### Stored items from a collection
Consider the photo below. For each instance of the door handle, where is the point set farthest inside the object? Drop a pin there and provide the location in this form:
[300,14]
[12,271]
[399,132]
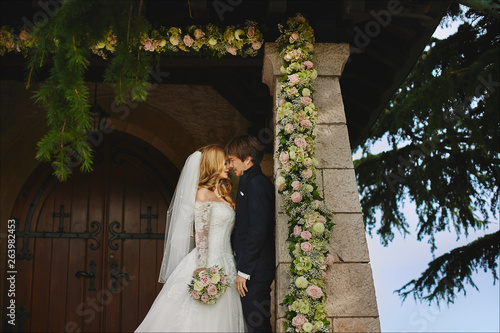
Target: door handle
[115,276]
[90,275]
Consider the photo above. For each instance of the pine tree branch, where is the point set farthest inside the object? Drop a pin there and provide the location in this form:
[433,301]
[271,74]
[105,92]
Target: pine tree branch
[445,276]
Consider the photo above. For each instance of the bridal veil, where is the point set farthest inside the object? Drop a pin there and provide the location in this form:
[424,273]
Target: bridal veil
[180,217]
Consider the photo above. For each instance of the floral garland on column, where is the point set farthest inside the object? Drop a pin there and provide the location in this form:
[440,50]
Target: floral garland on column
[309,220]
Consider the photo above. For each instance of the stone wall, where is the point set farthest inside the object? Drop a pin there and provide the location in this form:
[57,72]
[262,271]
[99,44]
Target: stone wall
[351,300]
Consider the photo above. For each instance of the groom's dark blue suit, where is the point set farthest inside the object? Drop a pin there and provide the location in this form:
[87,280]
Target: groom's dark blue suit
[254,246]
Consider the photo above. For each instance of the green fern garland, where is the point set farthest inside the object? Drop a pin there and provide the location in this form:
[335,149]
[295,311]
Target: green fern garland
[113,29]
[309,222]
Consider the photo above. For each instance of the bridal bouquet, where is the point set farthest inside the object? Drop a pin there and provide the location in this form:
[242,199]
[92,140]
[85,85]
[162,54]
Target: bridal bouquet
[208,285]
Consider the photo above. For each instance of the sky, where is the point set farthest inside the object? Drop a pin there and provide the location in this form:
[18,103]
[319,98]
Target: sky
[406,258]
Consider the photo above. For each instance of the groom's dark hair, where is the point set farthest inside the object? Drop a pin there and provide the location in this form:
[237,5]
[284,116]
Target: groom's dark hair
[244,146]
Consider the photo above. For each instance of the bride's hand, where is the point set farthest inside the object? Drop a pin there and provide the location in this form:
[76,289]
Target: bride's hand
[198,270]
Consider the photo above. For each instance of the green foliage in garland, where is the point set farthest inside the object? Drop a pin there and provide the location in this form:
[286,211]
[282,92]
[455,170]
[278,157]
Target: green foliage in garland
[66,42]
[443,126]
[115,29]
[309,222]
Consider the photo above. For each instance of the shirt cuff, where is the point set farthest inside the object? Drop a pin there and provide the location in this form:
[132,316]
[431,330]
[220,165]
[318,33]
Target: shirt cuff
[243,275]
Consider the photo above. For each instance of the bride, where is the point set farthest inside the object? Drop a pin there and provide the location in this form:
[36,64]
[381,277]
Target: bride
[201,203]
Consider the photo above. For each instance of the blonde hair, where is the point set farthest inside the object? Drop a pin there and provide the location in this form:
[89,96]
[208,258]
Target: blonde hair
[211,166]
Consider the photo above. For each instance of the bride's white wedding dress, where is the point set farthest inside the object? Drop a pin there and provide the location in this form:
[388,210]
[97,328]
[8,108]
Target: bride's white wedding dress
[174,310]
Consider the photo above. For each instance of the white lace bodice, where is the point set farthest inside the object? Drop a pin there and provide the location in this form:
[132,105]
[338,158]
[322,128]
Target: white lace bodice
[214,222]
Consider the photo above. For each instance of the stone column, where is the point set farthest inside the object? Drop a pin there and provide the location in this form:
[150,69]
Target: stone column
[351,302]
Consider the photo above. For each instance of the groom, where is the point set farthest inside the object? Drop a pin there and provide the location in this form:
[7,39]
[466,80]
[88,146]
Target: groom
[253,234]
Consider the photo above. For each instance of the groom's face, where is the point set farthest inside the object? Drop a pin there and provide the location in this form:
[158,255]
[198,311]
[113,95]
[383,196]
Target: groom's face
[238,165]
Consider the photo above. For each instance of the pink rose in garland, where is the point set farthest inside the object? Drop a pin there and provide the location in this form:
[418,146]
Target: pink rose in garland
[308,64]
[299,320]
[307,173]
[329,260]
[293,79]
[256,45]
[306,123]
[284,157]
[306,247]
[188,41]
[232,50]
[296,185]
[198,33]
[296,197]
[306,235]
[300,142]
[305,100]
[297,231]
[314,291]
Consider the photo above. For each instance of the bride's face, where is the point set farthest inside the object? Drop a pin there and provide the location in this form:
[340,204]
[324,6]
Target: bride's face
[225,173]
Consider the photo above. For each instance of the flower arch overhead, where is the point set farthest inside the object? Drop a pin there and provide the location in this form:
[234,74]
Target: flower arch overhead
[70,39]
[82,28]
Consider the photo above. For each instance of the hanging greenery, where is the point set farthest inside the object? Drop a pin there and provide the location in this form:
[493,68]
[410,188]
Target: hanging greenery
[309,221]
[82,28]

### WHAT YOU HAVE TO DO
Leaving out the pictures, print every record exactly as written.

### OUTPUT BELOW
Consider the photo below. For each instance of the door handle, where is the point set farthest inside the object? Drop a pin there and provide the location in this form:
[300,14]
[12,271]
[399,132]
Target: door handle
[115,276]
[90,275]
Consider the photo above. For each instance of the pine tree branch, where is the point set farthest inside the object? Drop a pin there and provide the location in this form:
[433,301]
[271,74]
[105,92]
Target: pine tree branch
[445,276]
Consider the photo above. For each instance of the bridal veil, where is the point set farthest inside the object? Drop a pin there and provide the location in this form:
[424,273]
Target: bridal veil
[180,217]
Consider the photo above. For each instance of the floral garland on column, where is the point set farthest inside the object? Drop a pin there and provide the location in this form:
[440,50]
Target: floral garland on column
[309,220]
Consider the photo above. For each instance of the stone wall, where is the point set farthest inside the object? Drop a pin there and provide the location in this form:
[57,72]
[262,271]
[99,44]
Target: stone wall
[351,300]
Consider the photo above. For each instance of the groom's dark blue suit, where is the point set farthest inside the object? Drop a pin there and provide the location in this form:
[87,280]
Target: groom's dark blue suit
[254,246]
Consider the photo above. For each instance of the green fern garland, where is the point set farthest inside the object? Drop a pin there and provide the location in this form:
[335,149]
[295,311]
Target: green fern garland
[113,29]
[309,222]
Consider the photo above. For each instance of the bridal bouquet, where is the point set farthest inside the object? Drop a pin there and provide the location in this form:
[242,199]
[92,140]
[85,85]
[162,54]
Target: bridal bouquet
[208,285]
Consider the photo above. For each instance of the sky, where is the point set farthest inside the object? Drop a pin there and provide the location in this form:
[18,103]
[319,98]
Target: sky
[406,258]
Consider the photo above. For each instance of the groom's dark hair, where is the point set farthest inside the object? Drop a pin there and provide the location in this form:
[237,5]
[284,116]
Target: groom's dark hair
[244,146]
Consider the photo above. For each instance of the bride's hand, where is the point set farthest inside the object? Drop a pin there and provide the location in this form:
[76,289]
Target: bride's hand
[198,270]
Consider the photo above. For each instance of the green foliage in garland, where is the point set farthest inside the object? Drop a pin there and provide the location in this form:
[286,211]
[282,92]
[455,170]
[278,157]
Target: green foliage in garland
[66,42]
[443,126]
[115,29]
[309,222]
Consider the photo above. For each instance of the shirt cuff, where is the point set farthest inside the object? Drop a pin there and provide the location in this form:
[132,316]
[431,330]
[220,165]
[318,33]
Target: shirt cuff
[243,275]
Consider the photo above. For each instance of the bride, where is the point set farthest inside the object? Drop a pin there and provide the location in this form:
[36,64]
[381,277]
Target: bride
[201,203]
Consider the photo above. For each instance of the blonde hair, where is the point set farthest inside the object? Drop a pin there and provide the location in this form:
[89,96]
[208,258]
Target: blonde hair
[211,166]
Consider the photo above. For each instance of the bride's white wedding dress, where is the point set farthest inside the object? Drop a pin there and provide the location in this form:
[388,210]
[97,328]
[8,108]
Target: bride's white wedding dress
[174,310]
Consider the photo above. For each instance of the white lace bodice, where is the point set farthest inside the object? Drop a pin there and provide the location in this form:
[132,105]
[338,158]
[322,128]
Target: white lace bodice
[214,222]
Consider the photo above. For each instance of the stone column, where is the point set farthest inside the object? Drop a pin there and provide the location in this form:
[150,69]
Target: stone column
[351,302]
Consider the photo above. For each instance of the groom, where is the point set farthest inside the object? Drop a pin there and provide the location in this form:
[7,39]
[466,80]
[88,146]
Target: groom
[253,234]
Consider the photo above. For each instance of the groom's face, where is the point set farthest inside the object? Drop a pin there and provide the location in this form:
[158,255]
[198,311]
[113,95]
[383,196]
Target: groom's face
[238,165]
Consider the photo above. For each instance of the pink rose in garland, where is the point set farthest inside the object? Drop a pin there and provide the location in this form:
[418,146]
Target: pink rose in garland
[308,64]
[299,320]
[307,173]
[329,260]
[293,79]
[256,45]
[306,123]
[284,157]
[306,247]
[188,41]
[232,50]
[296,185]
[198,33]
[296,197]
[306,235]
[300,142]
[305,100]
[297,231]
[314,291]
Consider the photo above. For each instance of the bride's face, where is the point set farthest inside the object? Drop a pin there and provide the location in this form:
[340,204]
[324,6]
Target: bride's face
[225,173]
Consider the photo above. For each instance of the flower arch overhead, where is the point set farthest inside the object? Drop a pin there and provide the location in this form:
[234,74]
Target: flower arch overhead
[70,39]
[82,28]
Consider the photo above. For each instance of the hanging greenery, where is the point set farthest inside the object? Drop a pin there and provide the location in this form:
[493,68]
[410,188]
Target: hanging greenery
[309,221]
[82,28]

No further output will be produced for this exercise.